> _REQUIRED ACTION_: The records that follow should be retyped word for word.
━━━ MATERIAL FOR THIS TASK
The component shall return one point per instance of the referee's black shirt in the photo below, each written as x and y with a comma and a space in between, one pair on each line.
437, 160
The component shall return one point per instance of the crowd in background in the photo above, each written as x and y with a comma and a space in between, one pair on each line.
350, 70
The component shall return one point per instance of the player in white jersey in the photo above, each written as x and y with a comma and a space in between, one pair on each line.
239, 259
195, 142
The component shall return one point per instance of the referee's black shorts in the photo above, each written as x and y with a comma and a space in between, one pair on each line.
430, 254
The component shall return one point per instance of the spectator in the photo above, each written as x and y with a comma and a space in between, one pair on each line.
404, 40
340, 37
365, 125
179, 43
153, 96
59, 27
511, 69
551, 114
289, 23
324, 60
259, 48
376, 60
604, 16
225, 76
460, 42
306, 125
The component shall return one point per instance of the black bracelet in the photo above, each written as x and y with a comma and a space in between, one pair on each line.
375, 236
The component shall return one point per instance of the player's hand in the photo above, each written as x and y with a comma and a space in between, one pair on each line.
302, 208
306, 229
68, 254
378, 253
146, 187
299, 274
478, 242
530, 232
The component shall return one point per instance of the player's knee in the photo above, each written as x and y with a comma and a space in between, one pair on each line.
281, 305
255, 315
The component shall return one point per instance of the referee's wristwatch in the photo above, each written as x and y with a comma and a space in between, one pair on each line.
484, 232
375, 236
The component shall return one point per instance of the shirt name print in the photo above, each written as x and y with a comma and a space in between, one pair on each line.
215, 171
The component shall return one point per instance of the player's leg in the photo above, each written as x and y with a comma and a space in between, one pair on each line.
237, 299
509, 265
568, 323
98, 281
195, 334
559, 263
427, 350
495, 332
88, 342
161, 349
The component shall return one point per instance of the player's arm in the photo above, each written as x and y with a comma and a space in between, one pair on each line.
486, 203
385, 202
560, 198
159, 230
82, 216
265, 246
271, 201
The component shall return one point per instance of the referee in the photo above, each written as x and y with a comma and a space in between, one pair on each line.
━━━━━━
> _WORKED SOLUTION_:
The component shall return one point per instance of the referee's black shirt in the photo below, each written as x and y with a comma and a space in between, one pair on each line.
437, 160
The component shall return one point per instance of the crowd in background in the photo above, each written as x and y with a comma and a space in between, one pair on each line.
350, 70
The component shall return one point per instance of the player in white jersey in the photo above, each written as x and y with a comma and a space in between, one pair on each line.
239, 259
195, 142
The component shall return one point per instance of the referee's black shorts in the photo above, each written as x and y with a comma and a space in between, one pair on each line.
430, 254
The component shall return one point per instance of the spectator in the photo above, each written as x and y with a comma and a space in between, one pair on each line.
404, 40
340, 37
365, 125
179, 43
153, 96
59, 27
511, 69
551, 114
289, 23
324, 60
259, 48
376, 60
604, 16
225, 76
460, 42
306, 125
The component shall return one point per instance of the black bracelet in the photo above, each written as x and y with a comma and a space in between, one pair on each line.
375, 236
The component shall return one point per instance of the player's hand in the photo above, each written as x and y with a comma and a space in between, one pair on each line.
302, 208
306, 229
68, 254
378, 253
146, 187
299, 274
478, 242
530, 232
The component shall return one point per instance of the player's knee in the photo above, each written as x and y with a comma and a space in between, one pair on each line.
281, 305
255, 315
The component shall return one point per instance of the referee's wristwatch in the photo above, each written as x and y with a comma and a space in between, one pair on each line.
484, 232
375, 236
The component shall return one point per instance of the shirt name print in the photo above, each written as x and y with a comma and a space in between, one pair on each line.
215, 171
The component shall return one point per instance of the player's leg in the photo above, each written as x and y with a comma and a space in between, one pair on each line.
237, 299
509, 265
568, 323
98, 281
195, 334
559, 263
427, 350
495, 332
88, 342
161, 349
The component shall return one point per instance of the player's arm in the photo above, each written as x and y with a comma and a space in between, one pair on each line.
486, 203
385, 202
560, 198
159, 230
82, 216
265, 246
271, 201
The component shall return one point per instance of the referee in the photo above, each written as x and y with a comma and a space in between, one pair on each line.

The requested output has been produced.